### What to do
Please continue the passage on New Jersey's offense of endangering the welfare of an elderly or disabled person, starting right after its last sentence.

### Supplied passage
In New Jersey, endangering the welfare of an elderly person or a disabled person is a rarely used offense, but it is still serious nevertheless. The statute is also rather controversial as it criminalizes actions that may be usually handled in civil cases. For most criminal cases, someone has a guilty mind in addition to the guilty act. In other words, most crimes do not involve mistakes. However, this statute does criminalize mistakes which in the legal field is called neglect.
As a result, a strong defense is needed here. In front of a jury, the State will play up how this vulnerable person was injured by the Defendant’s actions or inaction whereas the Defense will demonstrate that the Defendant did the best that they could and that other factors led to injury. Our team of tough, smart defense lawyers know how to put a proper defense together to achieve the best results. Call us at 1-855-9-JEFLAW to discuss your case today.

### Entries provided
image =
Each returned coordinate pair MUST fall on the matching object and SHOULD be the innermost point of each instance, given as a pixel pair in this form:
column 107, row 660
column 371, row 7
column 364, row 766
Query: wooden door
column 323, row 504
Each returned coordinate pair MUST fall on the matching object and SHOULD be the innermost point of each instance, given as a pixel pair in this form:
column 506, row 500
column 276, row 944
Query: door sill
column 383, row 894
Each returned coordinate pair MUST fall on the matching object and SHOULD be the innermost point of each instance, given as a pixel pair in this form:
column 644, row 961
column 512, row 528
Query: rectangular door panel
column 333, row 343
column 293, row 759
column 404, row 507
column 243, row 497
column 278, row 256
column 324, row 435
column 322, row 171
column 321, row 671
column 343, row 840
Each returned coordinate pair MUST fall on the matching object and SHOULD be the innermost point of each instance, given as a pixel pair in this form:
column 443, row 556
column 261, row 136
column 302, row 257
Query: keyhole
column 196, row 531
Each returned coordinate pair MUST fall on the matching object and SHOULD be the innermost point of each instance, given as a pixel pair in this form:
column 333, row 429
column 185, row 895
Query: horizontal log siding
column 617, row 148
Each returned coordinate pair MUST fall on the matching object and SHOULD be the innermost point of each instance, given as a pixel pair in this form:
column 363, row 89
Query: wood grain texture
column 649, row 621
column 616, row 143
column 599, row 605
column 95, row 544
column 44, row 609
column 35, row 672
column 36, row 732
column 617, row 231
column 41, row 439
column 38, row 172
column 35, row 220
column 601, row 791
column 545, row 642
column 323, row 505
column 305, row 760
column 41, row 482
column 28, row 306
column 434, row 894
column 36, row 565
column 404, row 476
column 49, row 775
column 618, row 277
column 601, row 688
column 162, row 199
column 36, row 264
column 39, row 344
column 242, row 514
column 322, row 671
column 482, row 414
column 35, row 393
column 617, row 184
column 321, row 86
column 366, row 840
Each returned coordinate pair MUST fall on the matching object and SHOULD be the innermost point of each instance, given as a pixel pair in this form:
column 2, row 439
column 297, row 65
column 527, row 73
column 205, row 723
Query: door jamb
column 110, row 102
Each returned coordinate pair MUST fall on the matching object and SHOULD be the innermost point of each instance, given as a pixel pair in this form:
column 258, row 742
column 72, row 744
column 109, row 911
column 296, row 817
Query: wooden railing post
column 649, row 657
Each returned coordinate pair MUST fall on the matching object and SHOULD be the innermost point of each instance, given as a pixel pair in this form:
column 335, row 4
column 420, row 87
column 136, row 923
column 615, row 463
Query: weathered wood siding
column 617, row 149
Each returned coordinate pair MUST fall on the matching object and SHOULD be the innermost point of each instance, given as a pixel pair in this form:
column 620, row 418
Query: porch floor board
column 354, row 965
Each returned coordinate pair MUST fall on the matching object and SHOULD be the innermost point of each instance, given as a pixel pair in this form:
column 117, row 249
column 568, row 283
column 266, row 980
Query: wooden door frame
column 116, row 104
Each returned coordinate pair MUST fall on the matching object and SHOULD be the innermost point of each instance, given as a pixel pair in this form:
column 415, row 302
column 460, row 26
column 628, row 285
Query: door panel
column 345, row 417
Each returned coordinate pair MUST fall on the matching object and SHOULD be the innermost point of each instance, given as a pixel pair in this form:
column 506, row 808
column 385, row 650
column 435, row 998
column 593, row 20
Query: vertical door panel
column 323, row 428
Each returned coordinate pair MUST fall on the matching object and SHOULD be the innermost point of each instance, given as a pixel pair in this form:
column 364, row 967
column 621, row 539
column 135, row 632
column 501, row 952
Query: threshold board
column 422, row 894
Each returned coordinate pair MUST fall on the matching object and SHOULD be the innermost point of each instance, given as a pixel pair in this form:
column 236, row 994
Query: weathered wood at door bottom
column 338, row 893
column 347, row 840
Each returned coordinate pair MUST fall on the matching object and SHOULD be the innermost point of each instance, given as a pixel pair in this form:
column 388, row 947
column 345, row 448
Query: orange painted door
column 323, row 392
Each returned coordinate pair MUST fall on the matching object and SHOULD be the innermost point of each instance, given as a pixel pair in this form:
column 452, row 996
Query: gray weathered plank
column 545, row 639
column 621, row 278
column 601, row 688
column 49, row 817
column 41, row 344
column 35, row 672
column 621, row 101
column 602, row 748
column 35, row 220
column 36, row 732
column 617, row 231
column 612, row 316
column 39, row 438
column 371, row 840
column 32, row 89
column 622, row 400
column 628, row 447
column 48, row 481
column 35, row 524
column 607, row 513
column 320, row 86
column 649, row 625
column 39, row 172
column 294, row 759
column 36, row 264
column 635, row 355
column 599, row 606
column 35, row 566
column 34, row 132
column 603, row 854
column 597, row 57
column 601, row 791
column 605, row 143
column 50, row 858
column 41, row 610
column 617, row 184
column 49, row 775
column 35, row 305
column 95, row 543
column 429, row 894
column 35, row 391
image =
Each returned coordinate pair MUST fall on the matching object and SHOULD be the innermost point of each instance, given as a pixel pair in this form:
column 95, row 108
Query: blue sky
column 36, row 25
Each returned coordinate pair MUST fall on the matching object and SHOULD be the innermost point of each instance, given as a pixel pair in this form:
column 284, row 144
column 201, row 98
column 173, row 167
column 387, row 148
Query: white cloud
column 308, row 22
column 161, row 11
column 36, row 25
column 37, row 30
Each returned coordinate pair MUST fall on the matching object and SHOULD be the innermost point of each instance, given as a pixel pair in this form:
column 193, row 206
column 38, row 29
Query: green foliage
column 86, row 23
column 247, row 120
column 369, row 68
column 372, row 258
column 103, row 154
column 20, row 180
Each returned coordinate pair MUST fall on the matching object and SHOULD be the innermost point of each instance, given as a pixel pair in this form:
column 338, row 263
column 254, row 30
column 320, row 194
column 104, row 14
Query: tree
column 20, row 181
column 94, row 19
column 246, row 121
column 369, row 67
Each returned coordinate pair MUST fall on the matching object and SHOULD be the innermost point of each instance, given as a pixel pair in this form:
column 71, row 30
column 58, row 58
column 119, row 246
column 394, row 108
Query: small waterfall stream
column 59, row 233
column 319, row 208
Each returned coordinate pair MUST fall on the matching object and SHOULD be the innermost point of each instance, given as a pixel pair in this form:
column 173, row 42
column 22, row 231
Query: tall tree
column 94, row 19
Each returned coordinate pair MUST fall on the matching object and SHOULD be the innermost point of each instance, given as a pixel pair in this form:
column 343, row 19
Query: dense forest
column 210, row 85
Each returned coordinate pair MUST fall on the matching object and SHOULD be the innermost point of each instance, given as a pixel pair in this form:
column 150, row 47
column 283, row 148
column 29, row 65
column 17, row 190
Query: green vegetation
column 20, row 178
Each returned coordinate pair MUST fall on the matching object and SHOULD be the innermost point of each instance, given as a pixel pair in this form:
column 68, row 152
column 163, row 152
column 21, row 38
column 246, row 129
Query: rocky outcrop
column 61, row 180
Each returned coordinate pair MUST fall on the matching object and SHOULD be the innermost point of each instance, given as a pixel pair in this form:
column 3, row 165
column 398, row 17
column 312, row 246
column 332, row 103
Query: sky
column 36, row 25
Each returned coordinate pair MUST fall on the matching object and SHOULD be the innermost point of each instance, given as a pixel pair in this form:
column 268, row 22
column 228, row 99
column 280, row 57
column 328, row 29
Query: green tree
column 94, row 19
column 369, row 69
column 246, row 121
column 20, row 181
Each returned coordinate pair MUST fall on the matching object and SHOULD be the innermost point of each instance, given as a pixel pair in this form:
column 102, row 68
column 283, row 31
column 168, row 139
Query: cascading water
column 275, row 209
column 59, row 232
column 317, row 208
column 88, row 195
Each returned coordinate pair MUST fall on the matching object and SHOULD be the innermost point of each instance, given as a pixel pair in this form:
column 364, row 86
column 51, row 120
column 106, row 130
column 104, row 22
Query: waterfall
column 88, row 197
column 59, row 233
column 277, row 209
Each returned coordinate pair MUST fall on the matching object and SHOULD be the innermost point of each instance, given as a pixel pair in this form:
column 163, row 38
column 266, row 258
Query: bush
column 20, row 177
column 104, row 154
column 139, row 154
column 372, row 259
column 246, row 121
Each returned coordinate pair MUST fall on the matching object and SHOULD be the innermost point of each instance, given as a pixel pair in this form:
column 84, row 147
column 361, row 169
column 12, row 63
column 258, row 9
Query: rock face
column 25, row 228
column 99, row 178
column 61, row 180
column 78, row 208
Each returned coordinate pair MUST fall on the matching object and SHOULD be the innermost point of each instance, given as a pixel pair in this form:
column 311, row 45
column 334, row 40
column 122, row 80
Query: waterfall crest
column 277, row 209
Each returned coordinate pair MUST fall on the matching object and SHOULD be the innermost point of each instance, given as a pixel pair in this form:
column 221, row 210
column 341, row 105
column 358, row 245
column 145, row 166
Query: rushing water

### Answer section
The statute reads:
a. A person having a legal duty to care for or who has assumed continuing responsibility for the care of a person 60 years of age or older or a disabled adult, who abandons the elderly person or disabled adult or unreasonably neglects to do or fails to permit to be done any act necessary for the physical or mental health of the elderly person or disabled adult, is guilty of a crime of the third degree. For purposes of this section “abandon” means the willful desertion or forsaking of an elderly person or disabled adult.
b. A person shall not be considered to commit an offense under this section for the sole reason that he provides or permits to be provided nonmedical remedial treatment by spiritual means through prayer alone in lieu of medical care, in accordance with the tenets and practices of the elderly person’s or disabled adult’s established religious tradition, to an elderly person or disabled adult to whom he has a legal duty to care for or has assumed responsibility for the care of.